Records shown
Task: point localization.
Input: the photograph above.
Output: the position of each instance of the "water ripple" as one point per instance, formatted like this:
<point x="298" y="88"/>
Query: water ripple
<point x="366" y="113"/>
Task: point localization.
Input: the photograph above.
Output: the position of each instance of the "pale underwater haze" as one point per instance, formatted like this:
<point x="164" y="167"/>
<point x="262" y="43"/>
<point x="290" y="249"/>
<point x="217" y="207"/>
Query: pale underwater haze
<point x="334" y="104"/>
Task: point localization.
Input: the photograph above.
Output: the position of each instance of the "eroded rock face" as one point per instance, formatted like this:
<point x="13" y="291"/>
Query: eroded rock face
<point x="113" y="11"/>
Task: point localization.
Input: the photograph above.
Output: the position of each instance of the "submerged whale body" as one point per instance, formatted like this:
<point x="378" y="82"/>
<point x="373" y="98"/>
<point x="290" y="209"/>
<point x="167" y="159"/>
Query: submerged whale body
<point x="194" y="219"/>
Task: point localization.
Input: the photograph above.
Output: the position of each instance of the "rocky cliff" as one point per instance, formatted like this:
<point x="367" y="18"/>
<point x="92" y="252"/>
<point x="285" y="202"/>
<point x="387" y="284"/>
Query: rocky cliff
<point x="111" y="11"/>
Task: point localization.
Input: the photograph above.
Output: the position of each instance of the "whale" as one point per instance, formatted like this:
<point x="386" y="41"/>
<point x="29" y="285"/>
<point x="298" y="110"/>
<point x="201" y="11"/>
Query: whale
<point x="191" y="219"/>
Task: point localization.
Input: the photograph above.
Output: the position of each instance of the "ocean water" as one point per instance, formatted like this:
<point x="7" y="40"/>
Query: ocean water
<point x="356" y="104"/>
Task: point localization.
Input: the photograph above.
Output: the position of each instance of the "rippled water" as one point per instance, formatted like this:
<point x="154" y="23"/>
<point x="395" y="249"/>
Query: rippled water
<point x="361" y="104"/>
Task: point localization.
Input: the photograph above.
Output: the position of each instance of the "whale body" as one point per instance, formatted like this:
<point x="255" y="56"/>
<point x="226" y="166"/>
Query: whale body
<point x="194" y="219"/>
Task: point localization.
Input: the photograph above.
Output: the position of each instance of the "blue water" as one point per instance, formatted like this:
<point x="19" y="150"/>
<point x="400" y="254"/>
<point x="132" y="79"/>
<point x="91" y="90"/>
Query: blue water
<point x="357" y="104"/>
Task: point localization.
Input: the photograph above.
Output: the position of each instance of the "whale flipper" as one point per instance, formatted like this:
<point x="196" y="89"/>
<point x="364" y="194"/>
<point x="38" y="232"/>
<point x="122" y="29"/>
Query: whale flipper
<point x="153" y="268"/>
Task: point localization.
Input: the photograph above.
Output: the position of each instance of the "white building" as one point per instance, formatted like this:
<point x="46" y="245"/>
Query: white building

Stated goal
Transcribe each entry precisely, missing none.

Problem solution
Task: point localization.
Input: the photograph above.
Output: the position of each instance of the "water ripple" as one point per instance, formatted like this:
<point x="298" y="88"/>
Query: water ripple
<point x="366" y="113"/>
Task: point localization.
Input: the photograph above.
Output: the position of each instance of the "pale underwater haze" as one point per instance, formatted like this:
<point x="164" y="167"/>
<point x="262" y="43"/>
<point x="290" y="249"/>
<point x="217" y="207"/>
Query: pale underwater haze
<point x="334" y="104"/>
Task: point localization.
Input: the photograph above.
Output: the position of each instance of the "eroded rock face" as one point per instance, formatted like this:
<point x="13" y="291"/>
Query: eroded rock face
<point x="113" y="11"/>
Task: point localization.
Input: the photograph above.
Output: the position of each instance of the "submerged whale body" as one point per instance, formatted like this:
<point x="378" y="82"/>
<point x="373" y="98"/>
<point x="290" y="209"/>
<point x="167" y="159"/>
Query: submerged whale body
<point x="194" y="219"/>
Task: point localization.
Input: the photograph above.
Output: the position of each instance of the "rocky cliff" as one point per instance, formatted like this:
<point x="367" y="18"/>
<point x="92" y="252"/>
<point x="285" y="202"/>
<point x="387" y="284"/>
Query: rocky cliff
<point x="111" y="11"/>
Task: point localization.
Input: the photograph above.
Output: the position of each instance of the "whale" as one point per instance, formatted like this:
<point x="386" y="41"/>
<point x="29" y="285"/>
<point x="298" y="110"/>
<point x="201" y="11"/>
Query: whale
<point x="191" y="219"/>
Task: point localization.
Input: the photograph above.
Output: the position of each instance of the "ocean water" as one point per instance, formatted like this:
<point x="7" y="40"/>
Query: ocean water
<point x="356" y="104"/>
Task: point localization.
Input: the photograph above.
Output: the position of each instance of the "rippled water" as one point per instance, formatted like this:
<point x="154" y="23"/>
<point x="395" y="249"/>
Query: rippled water
<point x="361" y="104"/>
Task: point localization.
Input: the photograph above.
Output: the position of each instance of the "whale body" as one point per instance, formatted like this:
<point x="255" y="56"/>
<point x="226" y="166"/>
Query: whale body
<point x="194" y="219"/>
Task: point localization.
Input: the photograph above.
Output: the position of each instance of the "blue water" as one point per instance, formatted like this:
<point x="19" y="150"/>
<point x="400" y="254"/>
<point x="132" y="79"/>
<point x="91" y="90"/>
Query: blue water
<point x="357" y="104"/>
Task: point localization.
Input: the photograph above.
Output: the position of each instance of the "whale flipper" as one point per instance, formatted like this:
<point x="196" y="89"/>
<point x="364" y="194"/>
<point x="38" y="232"/>
<point x="122" y="29"/>
Query: whale flipper
<point x="153" y="268"/>
Task: point localization.
Input: the photograph above.
Output: the position of each instance of the "white building" as one point per instance, formatted like this:
<point x="46" y="245"/>
Query: white building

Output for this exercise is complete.